**Set tasks**
1. In the thread about NASM examples, which course is said to list a NASM Tutorial page in its notes?
2. Extend the thread about NASM examples by writing what comes next after its final line.

**Selected text**
.....
NASM Examples - nkurz
http://cs.lmu.edu/~ray/notes/nasmexamples/

======
zxcdw
I think it is worth mentioning that the author's website[1] lists course
websites which all seem to have similar notes about relevant topics. As an
example, there's the Computer Systems Organization course[2] which has NASM
Tutorial[3] page listed in notes which is much more suitable for actually
learning assembly than the NASM examples. And, of course, there's a notes page
for "x86 Assembly Language Programming" too.

Truly awesome stuff, definitely worth exploring.

[1]: [http://cs.lmu.edu/~ray/](http://cs.lmu.edu/~ray/)

[2]: [http://cs.lmu.edu/~ray/classes/sp/](http://cs.lmu.edu/~ray/classes/sp/)

[3]:
[http://cs.lmu.edu/~ray/notes/nasmtutorial/](http://cs.lmu.edu/~ray/notes/nasmtutorial/)
.....
**Entries**
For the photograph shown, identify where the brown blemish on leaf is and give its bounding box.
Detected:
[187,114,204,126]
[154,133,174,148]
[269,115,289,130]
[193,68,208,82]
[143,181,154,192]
.....
**Task-by-task answers**
1. The Computer Systems Organization course.

2.
------
breadbox
A nice little page with some very helpful examples for someone just starting
out with using assembly on Linux. (There actually isn't much that's specific
to Nasm, though. Based on the page's title, I would have at least expected an
example that demonstrated setting up a .bss section, with the special resd [et
al.] directives, and some examples of Nasm macros, which have some
idiosyncratic features. But that's just a minor quibble about the name of the
page. The information that is there is plenty useful, and not always easy to
find.)

------
dvdkhlng
Note that the linked site, cs.lmu.edu, has a broken IPv6 DNS record:

    
    
        $ dig cs.lmu.edu AAAA
        cs.lmu.edu.             3493    IN      AAAA    ::1
    

When loaded on IPv6-enabled clients, you'll connect do localhost:80 instead.

------
Igglyboo
Seems like a good thread to ask, hope this isn't too OT.

I'm a CSE major about to graduate with about 18 months in the industry, mainly
using JS/Java/Python. I've recently wanted to start getting into low level
programming and wasn't sure where to start. I wanted to start with C and move
up to C++ eventually, would it be worthwhile to start with ASM? Also does
anyone know of any good resources for learning modern C? Is k&r still
relevant?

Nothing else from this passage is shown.